> _Work instructions_:
Working through the lines below, return each one that holds "cloudy".

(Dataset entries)
····················
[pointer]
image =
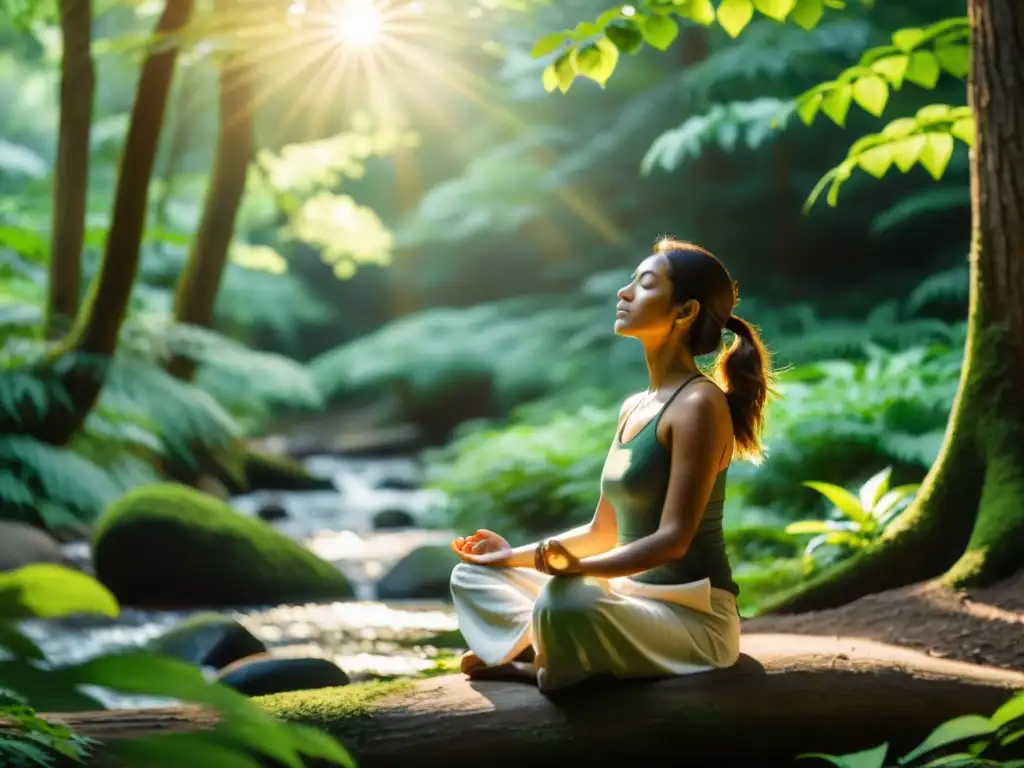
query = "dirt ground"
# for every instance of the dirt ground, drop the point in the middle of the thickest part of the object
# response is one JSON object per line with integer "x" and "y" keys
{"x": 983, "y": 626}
····················
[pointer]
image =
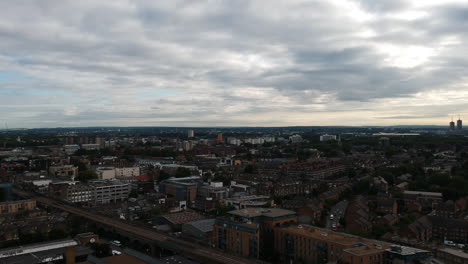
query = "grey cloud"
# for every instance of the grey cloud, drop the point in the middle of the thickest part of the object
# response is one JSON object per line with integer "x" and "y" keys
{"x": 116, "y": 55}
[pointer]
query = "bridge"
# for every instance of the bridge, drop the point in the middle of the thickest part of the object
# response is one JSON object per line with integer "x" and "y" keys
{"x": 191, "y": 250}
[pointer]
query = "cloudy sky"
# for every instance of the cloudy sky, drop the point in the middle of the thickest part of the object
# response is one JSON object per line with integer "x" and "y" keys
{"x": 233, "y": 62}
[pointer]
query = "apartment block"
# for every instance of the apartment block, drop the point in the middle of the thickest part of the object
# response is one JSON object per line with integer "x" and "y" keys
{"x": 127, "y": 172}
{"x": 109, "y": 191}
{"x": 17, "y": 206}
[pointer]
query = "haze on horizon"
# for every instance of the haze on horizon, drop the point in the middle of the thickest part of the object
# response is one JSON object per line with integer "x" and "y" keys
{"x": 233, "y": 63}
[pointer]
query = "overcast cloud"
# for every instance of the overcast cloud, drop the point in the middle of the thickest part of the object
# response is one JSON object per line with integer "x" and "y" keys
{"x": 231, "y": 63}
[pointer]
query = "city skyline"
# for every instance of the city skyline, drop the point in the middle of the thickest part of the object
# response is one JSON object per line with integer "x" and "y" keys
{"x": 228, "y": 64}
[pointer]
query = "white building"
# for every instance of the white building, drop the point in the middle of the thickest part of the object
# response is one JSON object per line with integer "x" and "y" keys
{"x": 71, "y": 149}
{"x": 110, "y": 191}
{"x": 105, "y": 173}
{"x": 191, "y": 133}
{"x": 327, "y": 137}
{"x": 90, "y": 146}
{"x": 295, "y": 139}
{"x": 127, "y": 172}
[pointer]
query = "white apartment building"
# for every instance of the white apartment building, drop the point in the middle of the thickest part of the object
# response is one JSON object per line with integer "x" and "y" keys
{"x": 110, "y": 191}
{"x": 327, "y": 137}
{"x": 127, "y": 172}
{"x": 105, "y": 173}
····················
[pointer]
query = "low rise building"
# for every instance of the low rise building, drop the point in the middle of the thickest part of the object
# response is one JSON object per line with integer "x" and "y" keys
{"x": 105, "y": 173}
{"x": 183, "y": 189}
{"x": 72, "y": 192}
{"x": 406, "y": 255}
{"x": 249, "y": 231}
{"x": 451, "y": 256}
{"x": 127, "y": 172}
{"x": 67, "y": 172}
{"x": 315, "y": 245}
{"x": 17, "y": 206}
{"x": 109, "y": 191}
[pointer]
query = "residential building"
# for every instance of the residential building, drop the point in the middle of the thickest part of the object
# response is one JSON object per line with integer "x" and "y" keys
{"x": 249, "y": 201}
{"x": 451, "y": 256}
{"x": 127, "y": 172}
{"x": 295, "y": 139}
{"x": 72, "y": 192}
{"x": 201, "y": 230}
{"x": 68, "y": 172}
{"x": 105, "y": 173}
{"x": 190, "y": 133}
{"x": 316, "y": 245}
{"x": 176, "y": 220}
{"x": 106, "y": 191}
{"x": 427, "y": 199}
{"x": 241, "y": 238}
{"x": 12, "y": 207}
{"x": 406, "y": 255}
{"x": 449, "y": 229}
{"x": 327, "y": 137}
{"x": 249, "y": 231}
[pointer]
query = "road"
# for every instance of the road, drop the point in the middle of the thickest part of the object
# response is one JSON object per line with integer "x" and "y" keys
····················
> _Answer section_:
query = "cloudy sky"
# for every instance of the cloudy sky, drop the point in the middle of the thickest part of the object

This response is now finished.